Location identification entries
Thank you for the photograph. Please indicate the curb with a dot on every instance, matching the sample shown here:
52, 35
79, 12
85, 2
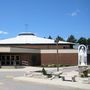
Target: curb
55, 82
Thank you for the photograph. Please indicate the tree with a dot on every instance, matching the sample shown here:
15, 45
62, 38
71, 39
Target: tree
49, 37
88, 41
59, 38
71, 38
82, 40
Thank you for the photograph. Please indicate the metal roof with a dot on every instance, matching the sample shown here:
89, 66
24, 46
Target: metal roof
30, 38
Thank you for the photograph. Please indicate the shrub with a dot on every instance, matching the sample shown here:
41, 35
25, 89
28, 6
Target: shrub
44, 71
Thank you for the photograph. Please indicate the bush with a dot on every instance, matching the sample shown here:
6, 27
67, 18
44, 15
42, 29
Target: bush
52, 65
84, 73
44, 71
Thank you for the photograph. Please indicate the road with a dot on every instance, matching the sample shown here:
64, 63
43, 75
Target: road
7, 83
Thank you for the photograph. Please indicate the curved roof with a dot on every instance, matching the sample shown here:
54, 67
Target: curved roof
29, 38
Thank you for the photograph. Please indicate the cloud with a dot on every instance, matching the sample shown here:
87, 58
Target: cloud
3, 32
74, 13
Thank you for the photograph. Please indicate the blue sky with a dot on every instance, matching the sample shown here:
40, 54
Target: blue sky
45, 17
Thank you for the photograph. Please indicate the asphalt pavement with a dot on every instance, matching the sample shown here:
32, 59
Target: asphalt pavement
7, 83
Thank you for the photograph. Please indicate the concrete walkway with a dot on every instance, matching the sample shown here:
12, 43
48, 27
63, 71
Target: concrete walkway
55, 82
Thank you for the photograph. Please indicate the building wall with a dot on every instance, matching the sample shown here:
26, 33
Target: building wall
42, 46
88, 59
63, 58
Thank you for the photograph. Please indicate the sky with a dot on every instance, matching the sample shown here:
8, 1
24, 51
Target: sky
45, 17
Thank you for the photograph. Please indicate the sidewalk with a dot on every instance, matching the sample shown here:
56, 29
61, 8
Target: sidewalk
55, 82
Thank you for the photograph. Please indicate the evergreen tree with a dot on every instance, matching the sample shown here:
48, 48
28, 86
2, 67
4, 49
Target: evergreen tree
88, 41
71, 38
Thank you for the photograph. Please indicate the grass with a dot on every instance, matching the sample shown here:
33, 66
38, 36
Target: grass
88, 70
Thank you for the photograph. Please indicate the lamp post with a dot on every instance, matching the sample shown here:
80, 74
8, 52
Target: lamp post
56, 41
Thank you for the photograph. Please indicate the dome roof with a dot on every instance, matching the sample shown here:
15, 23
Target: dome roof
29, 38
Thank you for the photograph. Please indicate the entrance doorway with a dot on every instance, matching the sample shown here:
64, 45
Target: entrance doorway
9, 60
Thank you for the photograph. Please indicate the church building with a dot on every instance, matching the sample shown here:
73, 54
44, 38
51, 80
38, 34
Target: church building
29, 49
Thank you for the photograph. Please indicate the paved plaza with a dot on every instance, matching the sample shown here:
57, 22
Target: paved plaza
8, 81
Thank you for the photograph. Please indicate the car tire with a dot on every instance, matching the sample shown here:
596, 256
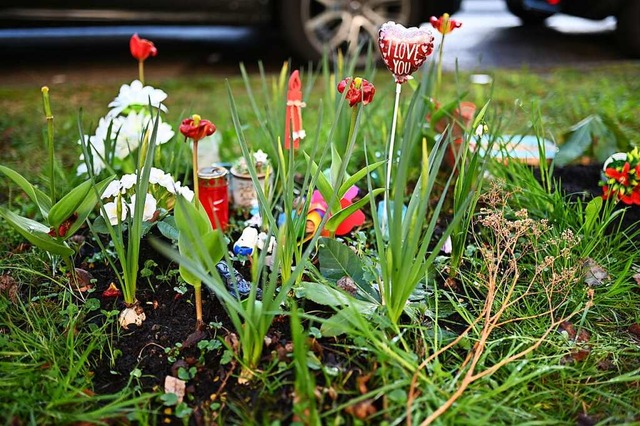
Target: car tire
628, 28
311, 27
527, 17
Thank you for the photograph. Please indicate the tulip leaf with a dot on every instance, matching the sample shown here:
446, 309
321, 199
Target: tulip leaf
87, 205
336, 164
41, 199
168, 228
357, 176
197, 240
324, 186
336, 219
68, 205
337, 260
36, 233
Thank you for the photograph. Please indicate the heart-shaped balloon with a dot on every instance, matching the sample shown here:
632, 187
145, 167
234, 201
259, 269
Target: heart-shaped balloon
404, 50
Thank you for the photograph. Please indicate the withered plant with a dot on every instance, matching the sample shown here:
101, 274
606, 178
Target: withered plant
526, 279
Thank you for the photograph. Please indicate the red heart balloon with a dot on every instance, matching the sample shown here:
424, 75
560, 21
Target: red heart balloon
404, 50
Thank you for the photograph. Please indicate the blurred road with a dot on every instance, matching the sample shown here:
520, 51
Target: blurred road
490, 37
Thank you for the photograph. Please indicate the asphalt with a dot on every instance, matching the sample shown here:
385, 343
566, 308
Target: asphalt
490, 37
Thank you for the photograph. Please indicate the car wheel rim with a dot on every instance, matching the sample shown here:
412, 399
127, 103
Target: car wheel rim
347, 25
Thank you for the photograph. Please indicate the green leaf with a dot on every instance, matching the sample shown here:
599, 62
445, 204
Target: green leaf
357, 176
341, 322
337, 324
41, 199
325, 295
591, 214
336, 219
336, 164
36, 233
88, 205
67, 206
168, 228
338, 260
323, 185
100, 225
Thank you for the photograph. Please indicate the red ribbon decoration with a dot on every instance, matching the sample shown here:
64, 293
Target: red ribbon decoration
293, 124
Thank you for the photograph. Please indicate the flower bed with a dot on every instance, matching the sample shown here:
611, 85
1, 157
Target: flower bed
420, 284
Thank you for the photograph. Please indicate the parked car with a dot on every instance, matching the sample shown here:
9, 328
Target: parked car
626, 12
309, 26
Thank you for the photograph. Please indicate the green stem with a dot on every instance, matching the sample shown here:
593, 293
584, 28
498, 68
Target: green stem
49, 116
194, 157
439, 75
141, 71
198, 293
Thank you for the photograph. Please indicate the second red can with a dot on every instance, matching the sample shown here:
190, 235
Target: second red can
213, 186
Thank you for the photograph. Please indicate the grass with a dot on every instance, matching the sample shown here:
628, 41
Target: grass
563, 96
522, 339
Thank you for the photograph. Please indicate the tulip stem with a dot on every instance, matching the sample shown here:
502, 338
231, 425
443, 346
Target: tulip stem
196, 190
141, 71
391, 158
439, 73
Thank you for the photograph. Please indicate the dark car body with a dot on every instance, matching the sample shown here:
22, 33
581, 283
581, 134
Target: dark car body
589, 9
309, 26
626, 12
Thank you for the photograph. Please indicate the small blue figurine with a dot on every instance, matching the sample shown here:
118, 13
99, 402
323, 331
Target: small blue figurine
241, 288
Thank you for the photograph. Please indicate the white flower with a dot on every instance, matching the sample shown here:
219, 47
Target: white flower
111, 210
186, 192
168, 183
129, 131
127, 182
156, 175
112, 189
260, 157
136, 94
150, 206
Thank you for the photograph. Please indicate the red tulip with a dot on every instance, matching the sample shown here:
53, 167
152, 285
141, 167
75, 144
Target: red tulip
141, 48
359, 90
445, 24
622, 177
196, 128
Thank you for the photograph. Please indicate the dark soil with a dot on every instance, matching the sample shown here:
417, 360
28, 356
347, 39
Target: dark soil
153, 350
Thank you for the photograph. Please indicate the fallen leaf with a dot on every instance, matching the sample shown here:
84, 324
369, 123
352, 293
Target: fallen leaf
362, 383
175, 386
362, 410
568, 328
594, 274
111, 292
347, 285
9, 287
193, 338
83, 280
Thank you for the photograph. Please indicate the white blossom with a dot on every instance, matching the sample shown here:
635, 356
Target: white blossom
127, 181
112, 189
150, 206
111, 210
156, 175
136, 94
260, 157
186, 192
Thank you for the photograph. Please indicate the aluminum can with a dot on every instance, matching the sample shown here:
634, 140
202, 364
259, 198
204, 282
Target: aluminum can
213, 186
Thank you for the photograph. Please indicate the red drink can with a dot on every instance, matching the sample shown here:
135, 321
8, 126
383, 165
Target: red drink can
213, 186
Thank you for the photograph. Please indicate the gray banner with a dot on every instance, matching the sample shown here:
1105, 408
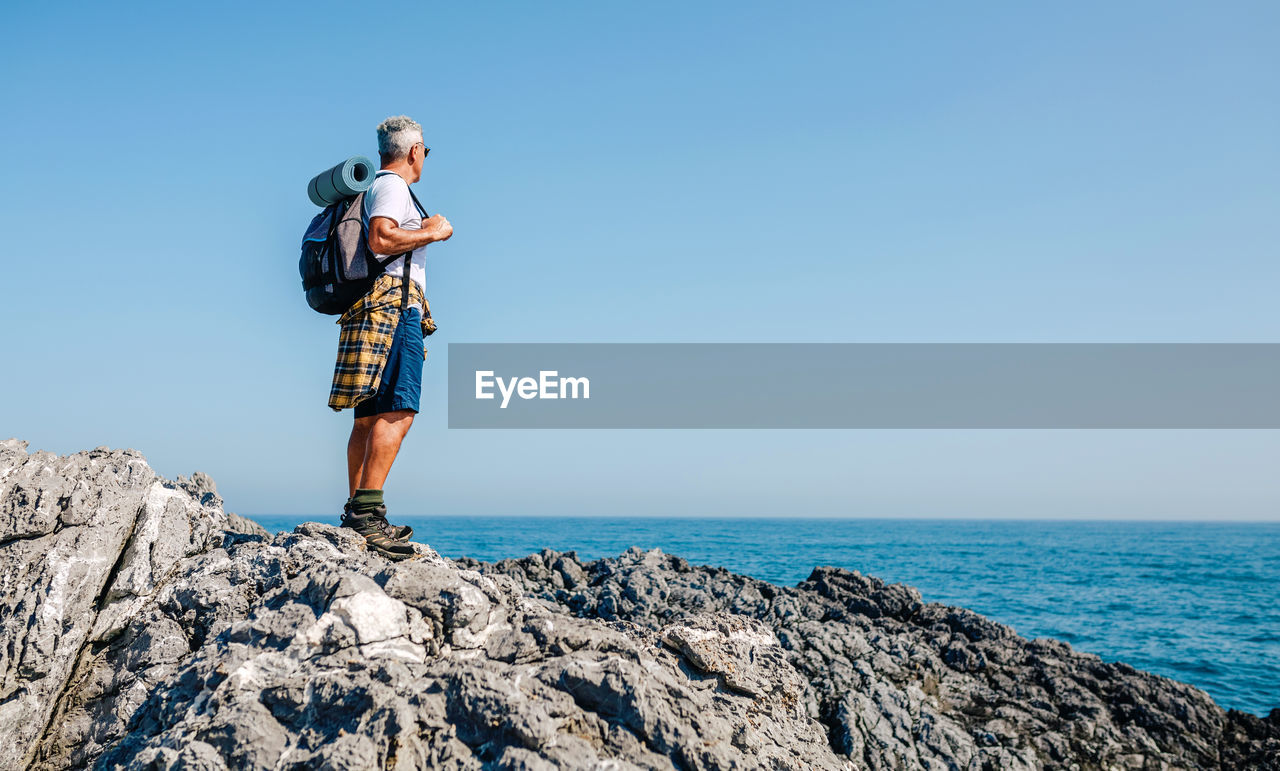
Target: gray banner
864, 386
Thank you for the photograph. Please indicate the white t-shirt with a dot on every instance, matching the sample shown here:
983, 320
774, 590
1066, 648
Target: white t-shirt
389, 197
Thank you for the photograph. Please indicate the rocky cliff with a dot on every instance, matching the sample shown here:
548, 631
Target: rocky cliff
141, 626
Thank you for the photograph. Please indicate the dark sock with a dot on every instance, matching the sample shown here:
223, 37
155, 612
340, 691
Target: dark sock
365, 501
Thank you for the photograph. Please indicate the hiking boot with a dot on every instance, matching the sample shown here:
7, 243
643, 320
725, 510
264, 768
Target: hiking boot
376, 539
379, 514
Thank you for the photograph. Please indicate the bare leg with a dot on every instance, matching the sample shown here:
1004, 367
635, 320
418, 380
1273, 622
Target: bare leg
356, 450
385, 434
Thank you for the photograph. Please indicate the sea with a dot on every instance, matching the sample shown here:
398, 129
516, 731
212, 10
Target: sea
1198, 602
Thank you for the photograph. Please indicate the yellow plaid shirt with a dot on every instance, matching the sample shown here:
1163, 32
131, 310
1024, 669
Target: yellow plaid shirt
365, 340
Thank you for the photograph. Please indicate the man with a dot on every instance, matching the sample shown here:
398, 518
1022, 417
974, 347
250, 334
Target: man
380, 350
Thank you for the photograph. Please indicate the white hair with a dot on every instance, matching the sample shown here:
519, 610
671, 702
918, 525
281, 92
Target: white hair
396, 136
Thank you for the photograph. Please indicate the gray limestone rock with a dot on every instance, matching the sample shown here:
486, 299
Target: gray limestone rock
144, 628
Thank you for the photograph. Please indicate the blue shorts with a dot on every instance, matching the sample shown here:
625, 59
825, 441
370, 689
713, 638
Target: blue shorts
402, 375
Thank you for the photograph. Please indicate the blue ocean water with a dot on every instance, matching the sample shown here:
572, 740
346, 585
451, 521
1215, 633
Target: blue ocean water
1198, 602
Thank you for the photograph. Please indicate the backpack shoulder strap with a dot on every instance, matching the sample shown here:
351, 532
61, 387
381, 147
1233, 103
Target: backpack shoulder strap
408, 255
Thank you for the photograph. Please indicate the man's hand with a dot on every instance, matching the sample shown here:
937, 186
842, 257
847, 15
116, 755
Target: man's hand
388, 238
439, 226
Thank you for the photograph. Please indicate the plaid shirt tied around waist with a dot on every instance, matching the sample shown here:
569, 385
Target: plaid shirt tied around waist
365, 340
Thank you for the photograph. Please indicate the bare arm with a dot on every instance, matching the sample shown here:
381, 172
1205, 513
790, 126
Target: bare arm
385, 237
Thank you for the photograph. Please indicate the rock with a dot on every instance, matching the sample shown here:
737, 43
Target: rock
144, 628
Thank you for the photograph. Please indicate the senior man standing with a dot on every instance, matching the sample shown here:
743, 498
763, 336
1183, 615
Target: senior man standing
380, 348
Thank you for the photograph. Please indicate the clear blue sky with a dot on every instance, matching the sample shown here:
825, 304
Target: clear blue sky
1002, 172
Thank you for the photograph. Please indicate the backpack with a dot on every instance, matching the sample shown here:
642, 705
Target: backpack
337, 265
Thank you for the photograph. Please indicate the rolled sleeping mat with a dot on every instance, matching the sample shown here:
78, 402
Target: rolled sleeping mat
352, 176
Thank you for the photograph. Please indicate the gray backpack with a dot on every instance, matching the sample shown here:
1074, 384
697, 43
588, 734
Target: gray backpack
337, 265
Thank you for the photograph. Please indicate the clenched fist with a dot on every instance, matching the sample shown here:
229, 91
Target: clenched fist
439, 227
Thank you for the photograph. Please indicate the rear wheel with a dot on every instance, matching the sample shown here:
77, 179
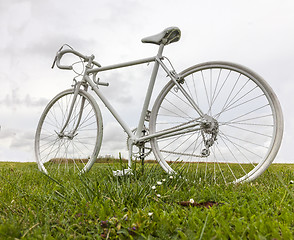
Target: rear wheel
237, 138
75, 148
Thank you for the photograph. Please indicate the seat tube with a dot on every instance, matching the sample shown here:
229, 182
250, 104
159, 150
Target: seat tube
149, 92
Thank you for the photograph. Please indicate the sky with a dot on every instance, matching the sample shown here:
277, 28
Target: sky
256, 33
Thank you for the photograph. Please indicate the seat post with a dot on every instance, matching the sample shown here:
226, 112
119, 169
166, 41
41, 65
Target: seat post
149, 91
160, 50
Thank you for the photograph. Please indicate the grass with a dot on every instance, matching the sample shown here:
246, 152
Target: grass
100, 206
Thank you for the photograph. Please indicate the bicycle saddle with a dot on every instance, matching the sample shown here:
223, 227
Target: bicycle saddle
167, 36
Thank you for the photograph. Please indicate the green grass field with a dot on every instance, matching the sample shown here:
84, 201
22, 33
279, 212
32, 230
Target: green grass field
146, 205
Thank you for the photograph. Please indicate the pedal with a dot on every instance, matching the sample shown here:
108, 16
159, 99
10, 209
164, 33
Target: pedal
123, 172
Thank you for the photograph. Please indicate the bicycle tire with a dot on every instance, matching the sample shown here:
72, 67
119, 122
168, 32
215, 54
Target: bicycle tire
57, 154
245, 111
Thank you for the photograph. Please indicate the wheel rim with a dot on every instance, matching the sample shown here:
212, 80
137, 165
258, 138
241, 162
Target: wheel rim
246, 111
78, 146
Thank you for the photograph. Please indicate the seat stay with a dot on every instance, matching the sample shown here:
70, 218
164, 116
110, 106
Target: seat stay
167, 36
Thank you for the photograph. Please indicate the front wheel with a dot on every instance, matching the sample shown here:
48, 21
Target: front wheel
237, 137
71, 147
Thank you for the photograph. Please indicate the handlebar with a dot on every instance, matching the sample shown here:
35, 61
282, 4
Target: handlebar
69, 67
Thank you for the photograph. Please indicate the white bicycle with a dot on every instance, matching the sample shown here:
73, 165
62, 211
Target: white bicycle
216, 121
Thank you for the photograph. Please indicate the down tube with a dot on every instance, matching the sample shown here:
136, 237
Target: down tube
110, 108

SHORT EXERCISE → Repeat exactly the lines from the line containing "Thank you for the photograph. Please indicate the seat post" through the end of the listing above; both boundary lines are part of the output.

THE COMPLETED TASK →
Thank you for the photograph. Please indicate the seat post with a dot on every instance, matching the sample shown here:
226, 112
119, 169
166, 41
41, 65
Target: seat post
149, 91
160, 50
Thank you for the photograph. Please indicate the grass with a dot on every instance, matching the sample shown here:
246, 152
Target: grass
100, 206
Thank you for the photograph. Please indicate the bicycle saddle with a dot on every instance, matching the sample shown here:
223, 227
Target: bicycle saddle
167, 36
Thank you for the photograph. Please indicate the green grass field with a dot on every instance, matching the sample shown here:
84, 201
22, 33
279, 212
32, 230
Target: green grass field
146, 205
Thank you for the photograph. Please indicate the pedal with a dot on every instance, matching the sample shown here:
108, 16
159, 99
10, 209
164, 33
Target: pedal
123, 172
Thank you for the photograph. Please indicate the bicycle tire with a dot on every instance, matching the sample shown here:
72, 67
119, 122
168, 32
215, 54
Target: bicycle tire
57, 154
245, 111
Thank you for the photograph. Please indicate the wheel rim with a dot on every instance, matching the sample shown here:
212, 80
137, 165
258, 138
241, 162
Target: wheel rim
246, 111
78, 146
Thank you for the photograph. Please indicate the seat stay with a dot on every instance, matching the sample shown here:
70, 218
164, 116
110, 106
Target: seat stay
167, 36
Thank you for the photograph. Please indicate the front wheel with a dot on every instance, matching the sample shown here:
48, 21
Target: front wheel
237, 137
71, 147
Thank you for the photograph. Please indicate the handlebar with a dot on every instance, matching the sample shown here:
35, 61
282, 4
Target: handlebar
69, 67
Thank you for the photograph. Please indicate the white bicycle with a dot on every instance, matching the sample shown here:
73, 165
62, 211
Target: white bicycle
216, 121
Thank you for the photograph. Please indicate the down tube with a dot on every instance, matching the sample shown here:
136, 237
Target: down tube
110, 108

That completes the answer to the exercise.